— Begin DATASET ROWS —

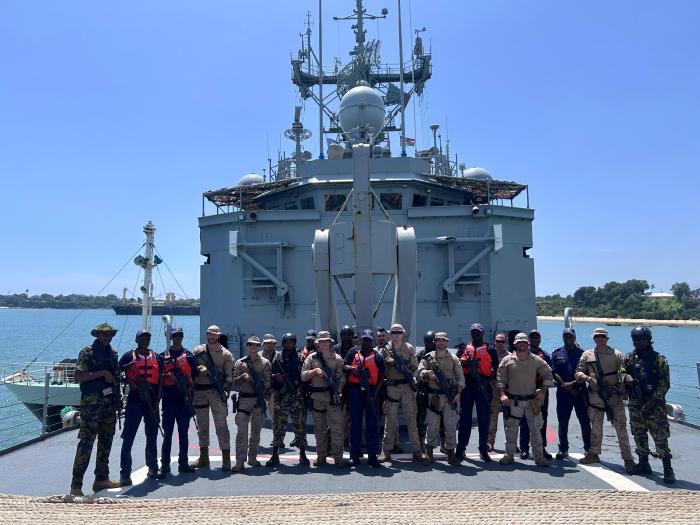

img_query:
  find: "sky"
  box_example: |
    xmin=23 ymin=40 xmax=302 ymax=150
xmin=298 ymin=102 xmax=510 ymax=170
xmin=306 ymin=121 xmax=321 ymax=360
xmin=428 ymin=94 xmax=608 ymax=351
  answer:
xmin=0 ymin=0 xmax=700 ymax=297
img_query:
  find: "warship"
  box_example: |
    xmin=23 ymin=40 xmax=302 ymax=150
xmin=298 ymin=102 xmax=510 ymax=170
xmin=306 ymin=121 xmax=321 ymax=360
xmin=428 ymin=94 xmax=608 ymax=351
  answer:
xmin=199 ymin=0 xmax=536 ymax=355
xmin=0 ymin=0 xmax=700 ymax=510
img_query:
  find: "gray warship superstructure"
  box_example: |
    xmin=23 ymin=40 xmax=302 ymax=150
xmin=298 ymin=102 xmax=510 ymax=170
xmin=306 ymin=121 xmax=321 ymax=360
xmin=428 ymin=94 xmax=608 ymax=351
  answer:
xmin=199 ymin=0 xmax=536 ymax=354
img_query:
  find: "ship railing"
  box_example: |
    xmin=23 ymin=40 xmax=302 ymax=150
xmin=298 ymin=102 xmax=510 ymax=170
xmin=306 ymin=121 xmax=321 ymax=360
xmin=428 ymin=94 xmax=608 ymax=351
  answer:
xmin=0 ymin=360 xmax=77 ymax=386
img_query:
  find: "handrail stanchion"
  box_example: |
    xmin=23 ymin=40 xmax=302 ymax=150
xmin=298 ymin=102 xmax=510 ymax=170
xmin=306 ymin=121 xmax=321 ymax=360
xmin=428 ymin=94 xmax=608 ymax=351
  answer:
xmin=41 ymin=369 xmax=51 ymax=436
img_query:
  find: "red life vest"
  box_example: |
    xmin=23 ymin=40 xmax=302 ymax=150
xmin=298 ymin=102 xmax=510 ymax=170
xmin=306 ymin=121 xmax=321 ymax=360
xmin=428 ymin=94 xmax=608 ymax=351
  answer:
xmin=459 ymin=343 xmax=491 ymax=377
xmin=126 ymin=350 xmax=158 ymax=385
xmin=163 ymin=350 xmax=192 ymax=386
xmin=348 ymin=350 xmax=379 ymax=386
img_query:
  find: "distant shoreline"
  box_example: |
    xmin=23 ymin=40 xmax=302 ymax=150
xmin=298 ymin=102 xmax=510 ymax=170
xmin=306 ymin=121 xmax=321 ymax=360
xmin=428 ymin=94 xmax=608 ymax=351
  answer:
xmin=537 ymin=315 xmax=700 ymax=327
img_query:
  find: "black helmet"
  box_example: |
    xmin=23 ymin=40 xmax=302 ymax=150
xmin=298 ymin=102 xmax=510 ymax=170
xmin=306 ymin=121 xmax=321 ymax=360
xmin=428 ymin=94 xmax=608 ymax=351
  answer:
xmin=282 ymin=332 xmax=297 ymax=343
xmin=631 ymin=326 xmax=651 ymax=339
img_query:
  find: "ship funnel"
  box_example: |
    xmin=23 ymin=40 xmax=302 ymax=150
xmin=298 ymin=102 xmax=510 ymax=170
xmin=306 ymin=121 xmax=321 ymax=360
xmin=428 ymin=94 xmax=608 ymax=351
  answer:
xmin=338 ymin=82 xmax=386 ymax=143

— End DATASET ROWS —

- _SET TASK_
Put the rows above, from their first line through the line containing "xmin=537 ymin=315 xmax=700 ymax=327", into a JSON list of strings, one string per line. Skip blank lines and leave the pictures out.

- _RESPONSE_
[
  "img_query:",
  "  find: \"sky\"",
  "  box_example: |",
  "    xmin=23 ymin=40 xmax=302 ymax=150",
  "xmin=298 ymin=102 xmax=510 ymax=170",
  "xmin=306 ymin=121 xmax=321 ymax=360",
  "xmin=428 ymin=94 xmax=608 ymax=351",
  "  answer:",
  "xmin=0 ymin=0 xmax=700 ymax=297",
  "img_query:",
  "  find: \"warship\"",
  "  box_example: |",
  "    xmin=23 ymin=40 xmax=302 ymax=150",
  "xmin=298 ymin=102 xmax=510 ymax=170",
  "xmin=306 ymin=121 xmax=321 ymax=360",
  "xmin=428 ymin=94 xmax=608 ymax=351",
  "  answer:",
  "xmin=199 ymin=0 xmax=536 ymax=355",
  "xmin=0 ymin=0 xmax=700 ymax=510",
  "img_query:",
  "  find: \"gray warship superstructure\"",
  "  box_example: |",
  "    xmin=23 ymin=40 xmax=302 ymax=150",
  "xmin=298 ymin=102 xmax=510 ymax=170",
  "xmin=306 ymin=121 xmax=321 ymax=360",
  "xmin=428 ymin=94 xmax=608 ymax=351",
  "  answer:",
  "xmin=199 ymin=0 xmax=536 ymax=354",
  "img_query:",
  "  find: \"ship railing\"",
  "  box_example: |",
  "    xmin=23 ymin=40 xmax=302 ymax=150",
  "xmin=298 ymin=102 xmax=510 ymax=170",
  "xmin=306 ymin=121 xmax=321 ymax=360",
  "xmin=428 ymin=94 xmax=608 ymax=351",
  "  answer:",
  "xmin=0 ymin=360 xmax=77 ymax=386",
  "img_query:",
  "  find: \"handrail stanchion\"",
  "  box_example: |",
  "    xmin=23 ymin=40 xmax=302 ymax=150",
  "xmin=298 ymin=102 xmax=510 ymax=170",
  "xmin=306 ymin=121 xmax=321 ymax=360",
  "xmin=428 ymin=94 xmax=608 ymax=351",
  "  answer:",
  "xmin=41 ymin=369 xmax=51 ymax=436",
  "img_query:",
  "  find: \"red life vest\"",
  "  box_example: |",
  "    xmin=23 ymin=40 xmax=302 ymax=150",
  "xmin=298 ymin=102 xmax=510 ymax=170",
  "xmin=306 ymin=121 xmax=321 ymax=360",
  "xmin=428 ymin=94 xmax=608 ymax=351",
  "  answer:",
  "xmin=459 ymin=343 xmax=491 ymax=377",
  "xmin=126 ymin=350 xmax=158 ymax=385",
  "xmin=163 ymin=350 xmax=192 ymax=386",
  "xmin=348 ymin=350 xmax=379 ymax=386",
  "img_query:",
  "  find: \"distant shoreline\"",
  "  box_example: |",
  "    xmin=23 ymin=40 xmax=302 ymax=150",
  "xmin=298 ymin=102 xmax=510 ymax=170",
  "xmin=306 ymin=121 xmax=321 ymax=360",
  "xmin=428 ymin=94 xmax=608 ymax=351",
  "  answer:",
  "xmin=537 ymin=315 xmax=700 ymax=327"
]